### CONSIGNE
Veuillez recopier à l'identique le texte sur la traçabilité des cultures bio et non bio, depuis « Les critères de » jusqu'à « situations s’avère lourde. » inclus.

Lorsque les variétés sont différentes mais difficiles à distinguer après la récolte, le producteur s’engage à mettre en œuvre des moyens de traçabilité supplémentaires :
• faire une demande écrite de dérogation auprès de l’organisme certificateur ;
• prévenir l’organisme de contrôle des dates de récolte bio et non bio ;
• l’informer des volumes conventionnels et bio récoltés ;
• faire un suivi des volumes récoltés et des sorties et l’en informer ;
• accepter un plan de contrôle renforcé (qui coûte plus cher) : contrôle supplémentaire, prélèvement pour analyse variétale, certification de lots… ;
• ne stocker à la ferme qu’une qualité de ces variétés : soit bio, soit conventionnelle.
Les critères de distinction suivants ne sont pas suffisants et nécessitent de mettre en œuvre les moyens supplémentaires : longueur du grain de blé, diamètre de la graine de féverole, les critères morphologiques en végétation pour une même espèce (par exemple pour le blé : hauteur de paille, épi barbu). La gestion administrative de ces situations s’avère lourde.

Quels avantages de la mixité ?

### ENREGISTREMENTS FOURNIS
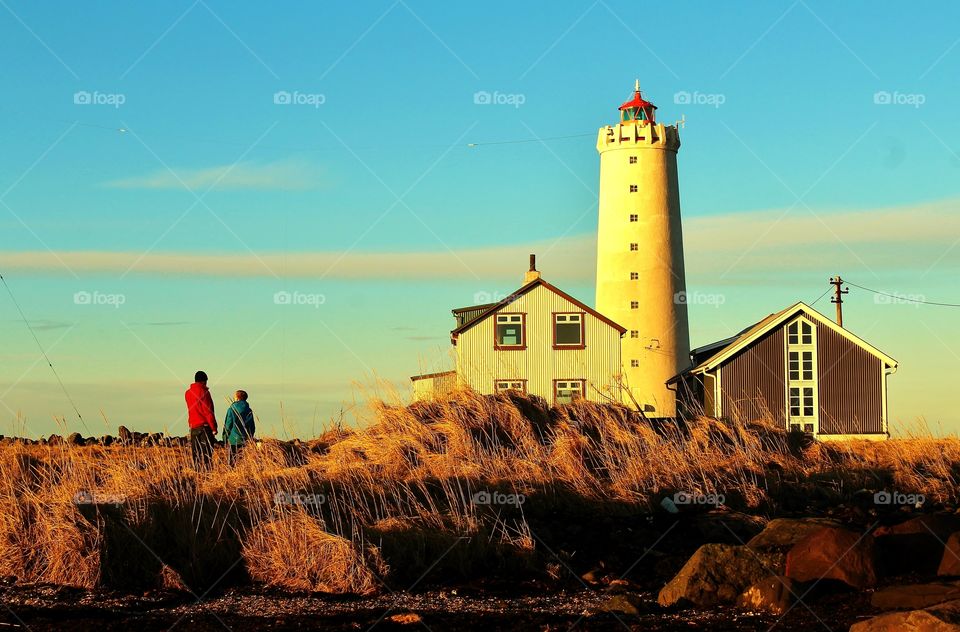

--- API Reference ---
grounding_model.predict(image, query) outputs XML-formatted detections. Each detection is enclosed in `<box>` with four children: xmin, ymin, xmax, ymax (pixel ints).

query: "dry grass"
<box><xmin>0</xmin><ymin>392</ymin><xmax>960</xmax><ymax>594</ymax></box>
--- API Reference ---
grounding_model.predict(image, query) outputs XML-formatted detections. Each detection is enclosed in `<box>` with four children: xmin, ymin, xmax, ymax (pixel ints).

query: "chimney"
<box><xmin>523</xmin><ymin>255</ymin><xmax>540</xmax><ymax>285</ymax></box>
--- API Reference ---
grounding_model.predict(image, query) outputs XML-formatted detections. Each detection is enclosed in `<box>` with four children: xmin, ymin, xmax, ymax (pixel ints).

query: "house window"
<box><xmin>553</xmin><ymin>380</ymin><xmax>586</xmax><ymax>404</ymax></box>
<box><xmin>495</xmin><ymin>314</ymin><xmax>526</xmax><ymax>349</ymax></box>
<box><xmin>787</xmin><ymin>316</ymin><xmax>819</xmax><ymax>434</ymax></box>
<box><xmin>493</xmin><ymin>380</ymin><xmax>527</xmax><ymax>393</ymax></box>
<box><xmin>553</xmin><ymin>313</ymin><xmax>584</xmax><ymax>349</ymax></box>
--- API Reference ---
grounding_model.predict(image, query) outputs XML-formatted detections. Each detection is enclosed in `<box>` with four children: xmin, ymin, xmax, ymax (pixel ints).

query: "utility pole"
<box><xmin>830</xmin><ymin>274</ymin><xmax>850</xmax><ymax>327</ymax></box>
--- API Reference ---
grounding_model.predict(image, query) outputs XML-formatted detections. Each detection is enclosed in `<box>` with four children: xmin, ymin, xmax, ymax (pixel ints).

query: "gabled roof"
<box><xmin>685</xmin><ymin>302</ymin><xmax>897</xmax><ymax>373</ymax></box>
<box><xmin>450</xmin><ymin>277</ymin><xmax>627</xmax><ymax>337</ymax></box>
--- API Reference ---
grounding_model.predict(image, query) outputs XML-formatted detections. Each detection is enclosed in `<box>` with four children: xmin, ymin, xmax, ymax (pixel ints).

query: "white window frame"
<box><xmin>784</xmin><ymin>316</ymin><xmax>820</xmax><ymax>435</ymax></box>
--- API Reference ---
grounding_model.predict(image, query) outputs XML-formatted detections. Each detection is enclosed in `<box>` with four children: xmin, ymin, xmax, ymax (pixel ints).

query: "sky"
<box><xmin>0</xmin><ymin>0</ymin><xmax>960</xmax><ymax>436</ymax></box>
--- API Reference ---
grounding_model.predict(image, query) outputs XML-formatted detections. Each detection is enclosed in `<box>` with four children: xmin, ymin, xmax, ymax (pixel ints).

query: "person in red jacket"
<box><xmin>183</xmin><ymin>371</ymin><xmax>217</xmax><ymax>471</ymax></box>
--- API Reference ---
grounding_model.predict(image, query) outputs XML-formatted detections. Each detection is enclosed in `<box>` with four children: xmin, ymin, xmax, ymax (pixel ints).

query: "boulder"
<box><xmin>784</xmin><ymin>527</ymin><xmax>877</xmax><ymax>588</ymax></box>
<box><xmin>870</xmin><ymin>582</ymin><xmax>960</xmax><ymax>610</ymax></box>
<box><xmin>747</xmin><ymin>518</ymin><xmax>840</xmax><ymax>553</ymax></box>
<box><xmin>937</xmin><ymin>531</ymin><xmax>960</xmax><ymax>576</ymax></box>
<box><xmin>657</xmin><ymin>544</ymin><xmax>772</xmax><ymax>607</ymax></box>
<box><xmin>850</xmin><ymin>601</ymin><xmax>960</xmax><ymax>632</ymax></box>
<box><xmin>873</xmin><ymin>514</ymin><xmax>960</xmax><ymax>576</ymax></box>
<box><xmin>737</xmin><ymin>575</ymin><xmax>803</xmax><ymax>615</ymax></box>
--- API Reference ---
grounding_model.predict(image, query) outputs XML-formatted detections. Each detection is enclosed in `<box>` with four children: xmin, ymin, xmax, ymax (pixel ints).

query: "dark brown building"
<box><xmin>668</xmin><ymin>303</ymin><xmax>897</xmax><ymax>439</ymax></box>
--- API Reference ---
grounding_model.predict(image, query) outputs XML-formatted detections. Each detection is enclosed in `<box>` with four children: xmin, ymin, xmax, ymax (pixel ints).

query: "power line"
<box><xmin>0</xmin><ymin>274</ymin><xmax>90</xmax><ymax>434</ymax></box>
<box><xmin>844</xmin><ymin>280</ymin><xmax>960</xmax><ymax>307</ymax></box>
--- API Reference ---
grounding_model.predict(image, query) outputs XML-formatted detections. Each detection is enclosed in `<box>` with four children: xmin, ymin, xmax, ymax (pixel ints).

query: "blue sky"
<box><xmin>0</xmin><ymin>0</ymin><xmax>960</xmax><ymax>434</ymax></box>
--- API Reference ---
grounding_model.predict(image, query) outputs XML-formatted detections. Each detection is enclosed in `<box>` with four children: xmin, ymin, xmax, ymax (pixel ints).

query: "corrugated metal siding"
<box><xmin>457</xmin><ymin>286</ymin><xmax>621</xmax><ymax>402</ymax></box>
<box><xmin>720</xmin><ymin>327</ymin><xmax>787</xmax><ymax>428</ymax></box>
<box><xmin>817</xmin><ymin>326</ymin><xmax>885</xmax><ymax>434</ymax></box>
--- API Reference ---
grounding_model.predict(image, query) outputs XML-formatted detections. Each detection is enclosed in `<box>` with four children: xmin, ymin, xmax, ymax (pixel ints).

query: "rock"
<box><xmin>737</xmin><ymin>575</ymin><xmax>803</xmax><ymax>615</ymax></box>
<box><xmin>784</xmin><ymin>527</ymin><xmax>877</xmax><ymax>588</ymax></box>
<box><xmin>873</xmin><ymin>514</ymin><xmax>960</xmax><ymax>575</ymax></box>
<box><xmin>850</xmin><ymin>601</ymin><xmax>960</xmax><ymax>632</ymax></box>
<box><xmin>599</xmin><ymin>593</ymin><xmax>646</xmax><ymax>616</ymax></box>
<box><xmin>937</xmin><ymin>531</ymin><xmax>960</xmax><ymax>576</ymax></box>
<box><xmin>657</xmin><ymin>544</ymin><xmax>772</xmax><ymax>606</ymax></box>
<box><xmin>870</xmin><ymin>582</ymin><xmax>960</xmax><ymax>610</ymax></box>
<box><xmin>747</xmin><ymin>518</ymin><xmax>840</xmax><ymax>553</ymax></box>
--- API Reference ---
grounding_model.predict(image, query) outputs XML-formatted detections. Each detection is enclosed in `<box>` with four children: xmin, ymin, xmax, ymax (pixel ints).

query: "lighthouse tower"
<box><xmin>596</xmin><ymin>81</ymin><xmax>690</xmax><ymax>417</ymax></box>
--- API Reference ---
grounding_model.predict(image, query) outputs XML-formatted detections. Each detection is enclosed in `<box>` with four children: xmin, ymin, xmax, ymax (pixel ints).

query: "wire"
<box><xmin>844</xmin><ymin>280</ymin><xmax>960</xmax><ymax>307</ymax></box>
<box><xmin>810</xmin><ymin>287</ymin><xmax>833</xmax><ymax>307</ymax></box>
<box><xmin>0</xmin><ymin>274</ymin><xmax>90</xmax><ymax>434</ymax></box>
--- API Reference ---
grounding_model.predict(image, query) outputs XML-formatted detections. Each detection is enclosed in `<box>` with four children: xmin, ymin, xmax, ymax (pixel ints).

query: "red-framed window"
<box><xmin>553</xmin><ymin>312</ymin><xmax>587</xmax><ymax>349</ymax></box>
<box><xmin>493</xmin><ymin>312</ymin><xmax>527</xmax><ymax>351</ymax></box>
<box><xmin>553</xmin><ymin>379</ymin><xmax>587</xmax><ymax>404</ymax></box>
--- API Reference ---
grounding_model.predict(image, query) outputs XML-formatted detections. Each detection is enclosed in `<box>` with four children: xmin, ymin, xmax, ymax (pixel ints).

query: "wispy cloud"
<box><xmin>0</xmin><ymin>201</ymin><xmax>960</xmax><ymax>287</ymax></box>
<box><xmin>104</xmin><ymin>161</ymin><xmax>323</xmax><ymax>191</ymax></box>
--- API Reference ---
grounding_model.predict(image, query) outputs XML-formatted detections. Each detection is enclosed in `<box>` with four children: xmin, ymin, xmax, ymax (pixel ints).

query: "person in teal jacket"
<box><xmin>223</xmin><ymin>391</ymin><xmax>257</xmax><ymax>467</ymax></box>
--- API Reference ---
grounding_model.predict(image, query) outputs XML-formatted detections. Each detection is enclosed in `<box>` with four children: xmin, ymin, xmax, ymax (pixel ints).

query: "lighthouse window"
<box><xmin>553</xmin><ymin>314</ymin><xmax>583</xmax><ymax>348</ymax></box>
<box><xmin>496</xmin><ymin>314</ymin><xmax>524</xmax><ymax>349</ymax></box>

### RÉPONSE RÉDIGÉE
Les critères de distinction suivants ne sont pas suffisants et nécessitent de mettre en œuvre les moyens supplémentaires : longueur du grain de blé, diamètre de la graine de féverole, les critères morphologiques en végétation pour une même espèce (par exemple pour le blé : hauteur de paille, épi barbu). La gestion administrative de ces situations s’avère lourde.